▶ _YOUR OBJECTIVE_
Copy every one of the following records line for line, leaving each character unchanged.

>>>>>

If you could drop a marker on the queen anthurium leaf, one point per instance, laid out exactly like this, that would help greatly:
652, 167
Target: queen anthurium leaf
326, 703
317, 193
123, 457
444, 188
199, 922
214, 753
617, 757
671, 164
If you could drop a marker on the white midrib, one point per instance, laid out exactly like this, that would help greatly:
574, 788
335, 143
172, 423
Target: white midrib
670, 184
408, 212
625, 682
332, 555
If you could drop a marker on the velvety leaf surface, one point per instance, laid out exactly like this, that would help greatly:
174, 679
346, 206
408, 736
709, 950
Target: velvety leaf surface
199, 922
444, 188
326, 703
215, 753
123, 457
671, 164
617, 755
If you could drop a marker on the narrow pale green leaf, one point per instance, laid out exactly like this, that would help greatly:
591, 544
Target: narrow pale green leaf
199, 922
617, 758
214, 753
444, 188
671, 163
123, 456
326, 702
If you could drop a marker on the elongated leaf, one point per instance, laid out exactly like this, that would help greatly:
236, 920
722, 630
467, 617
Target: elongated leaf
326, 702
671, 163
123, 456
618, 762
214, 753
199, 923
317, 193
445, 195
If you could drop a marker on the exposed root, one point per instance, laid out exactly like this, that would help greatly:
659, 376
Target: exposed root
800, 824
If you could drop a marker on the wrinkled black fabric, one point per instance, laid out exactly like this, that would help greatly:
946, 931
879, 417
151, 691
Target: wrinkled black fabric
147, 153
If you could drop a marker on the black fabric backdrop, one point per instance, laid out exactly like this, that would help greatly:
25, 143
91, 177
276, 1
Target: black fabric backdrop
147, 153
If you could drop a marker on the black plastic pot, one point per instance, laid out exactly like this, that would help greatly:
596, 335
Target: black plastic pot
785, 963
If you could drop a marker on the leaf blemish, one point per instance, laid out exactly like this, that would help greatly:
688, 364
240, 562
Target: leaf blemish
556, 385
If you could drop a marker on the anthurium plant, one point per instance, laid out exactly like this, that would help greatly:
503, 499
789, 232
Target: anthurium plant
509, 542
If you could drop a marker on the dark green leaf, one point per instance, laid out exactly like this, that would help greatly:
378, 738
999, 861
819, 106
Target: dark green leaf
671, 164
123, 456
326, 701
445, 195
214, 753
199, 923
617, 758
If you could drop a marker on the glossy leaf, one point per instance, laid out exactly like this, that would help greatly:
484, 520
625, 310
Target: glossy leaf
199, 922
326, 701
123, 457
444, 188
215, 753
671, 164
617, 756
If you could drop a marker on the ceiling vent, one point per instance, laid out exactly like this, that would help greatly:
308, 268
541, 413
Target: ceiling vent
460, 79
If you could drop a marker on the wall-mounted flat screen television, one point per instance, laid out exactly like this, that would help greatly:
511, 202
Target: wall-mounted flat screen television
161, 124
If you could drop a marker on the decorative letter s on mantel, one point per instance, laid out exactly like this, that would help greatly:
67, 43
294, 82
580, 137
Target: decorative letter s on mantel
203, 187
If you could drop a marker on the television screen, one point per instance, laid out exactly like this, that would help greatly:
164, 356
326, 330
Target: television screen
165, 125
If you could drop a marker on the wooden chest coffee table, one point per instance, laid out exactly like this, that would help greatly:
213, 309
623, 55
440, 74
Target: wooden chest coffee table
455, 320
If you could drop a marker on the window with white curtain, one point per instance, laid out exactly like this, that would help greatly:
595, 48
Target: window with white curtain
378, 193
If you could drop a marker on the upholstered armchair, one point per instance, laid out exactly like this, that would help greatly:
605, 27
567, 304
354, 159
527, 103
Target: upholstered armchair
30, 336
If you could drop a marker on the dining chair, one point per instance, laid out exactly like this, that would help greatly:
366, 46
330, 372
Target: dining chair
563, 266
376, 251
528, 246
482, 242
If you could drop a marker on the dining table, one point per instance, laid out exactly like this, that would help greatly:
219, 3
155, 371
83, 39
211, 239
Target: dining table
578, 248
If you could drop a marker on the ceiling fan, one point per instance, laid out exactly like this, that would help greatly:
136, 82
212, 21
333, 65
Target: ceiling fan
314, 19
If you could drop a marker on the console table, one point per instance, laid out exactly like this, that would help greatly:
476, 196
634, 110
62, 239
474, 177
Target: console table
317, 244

<<<<<

▶ _FINISHED EXERCISE_
If you could drop a marker on the queen anthurium leaf, one point per instance, laid out exactly like this, that would help greatly:
652, 167
Target: queen anthurium leaf
326, 703
317, 193
123, 457
444, 188
199, 922
214, 753
617, 757
671, 164
If you could drop a marker on the white midrib, one point per instance, laid out exactly like this, that would help greatly:
574, 788
335, 143
172, 423
Target: white midrib
670, 184
408, 212
625, 682
332, 555
If you could drop a marker on the velvety leaf surface, one point per instance, laid out exactly like this, that would help greatly:
174, 679
346, 206
408, 736
709, 950
Target: velvety leaf surface
199, 922
444, 188
326, 703
215, 753
123, 457
671, 164
617, 755
If you could drop a marker on the narrow pale green leaf, one point per instance, laid out exactly like this, that would help greatly:
591, 544
Target: narrow pale green leaf
199, 922
617, 758
214, 753
444, 188
671, 163
123, 456
326, 702
If you could drop a marker on the elongated leaf, one point per instance, laid out exactly like this, that would help greatly:
236, 920
722, 630
467, 617
Target: elongated leaf
326, 702
671, 163
123, 456
618, 762
214, 753
199, 923
317, 193
445, 195
If you could drop a marker on the exposed root, one point per instance, laid out exactly like this, that would help greatly:
659, 376
Target: exposed root
800, 824
If you could drop a marker on the wrinkled black fabric, one point per instance, laid out exactly like this, that would help greatly:
946, 931
879, 417
151, 691
Target: wrinkled black fabric
147, 153
If you could drop a marker on the black fabric backdrop, one point per instance, laid out exactly like this, that would help greatly:
25, 143
91, 177
276, 1
Target: black fabric backdrop
147, 153
If you could drop a marker on the black plastic pot, one point per instance, laid out exactly like this, that would help greatly:
596, 335
Target: black plastic pot
785, 963
If you could drop a marker on the leaf blemish, one point per instance, laid out exactly like this, that would help greatly:
688, 364
240, 562
Target: leaf blemish
556, 385
If you could drop a marker on the anthurium plant, one point per instance, laid out exactly like this, that would help greatly:
503, 499
789, 232
Target: anthurium plant
509, 542
If you could drop a marker on the dark green leaf, one point per instance, laid out exactly like this, that would help greatly:
378, 738
999, 861
819, 106
Target: dark green leaf
671, 164
123, 456
326, 701
445, 195
214, 753
199, 923
617, 758
If you could drop a marker on the glossy leaf, one point per instance, laid out exactly like this, that would help greatly:
484, 520
625, 310
Target: glossy leaf
199, 922
326, 701
123, 457
444, 188
215, 753
671, 164
617, 756
If you could drop a marker on the ceiling vent, one point per instance, laid out exactly like this, that would help greatly:
308, 268
541, 413
Target: ceiling vent
460, 79
If you could drop a marker on the wall-mounted flat screen television, one point per instance, laid out exactly like this, that would help greatly:
511, 202
Target: wall-mounted flat screen television
161, 124
If you could drop a marker on the decorative letter s on mantel, one point per instance, laid out exactly like this, that would help greatly:
67, 43
294, 82
580, 137
Target: decorative letter s on mantel
203, 187
If you could drop a marker on the television screen, one point per instance, laid out exactly like this, that would help greatly:
164, 356
326, 330
Target: television screen
165, 125
If you could drop a marker on the wooden chest coffee table, one point per instance, laid out exactly like this, that would help greatly:
213, 309
623, 55
440, 74
Target: wooden chest coffee table
455, 320
If you could drop a marker on the window with white curtain, one point per instance, laid out exactly like this, that would help greatly:
595, 48
Target: window with white curtain
378, 193
If you could drop a marker on the upholstered armchair, one point per instance, laid out exactly like this, that would help greatly:
605, 27
567, 304
354, 159
527, 103
Target: upholstered armchair
30, 336
If you could drop a marker on the dining chair, one point per instance, laid out exactly like this, that would help greatly:
366, 46
330, 372
Target: dining chair
563, 266
376, 251
528, 246
482, 242
If you could drop a marker on the dining table, one point per instance, laid out exactly like this, that would help greatly:
219, 3
155, 371
83, 39
211, 239
Target: dining table
578, 248
If you could drop a marker on the ceiling fan, one point per instance, laid out exactly like this, that would help greatly:
136, 82
212, 21
333, 65
Target: ceiling fan
314, 19
If you could drop a marker on the console table, one point per instance, laid out exactly like this, that would help greatly:
476, 196
634, 110
62, 239
474, 177
Target: console table
317, 244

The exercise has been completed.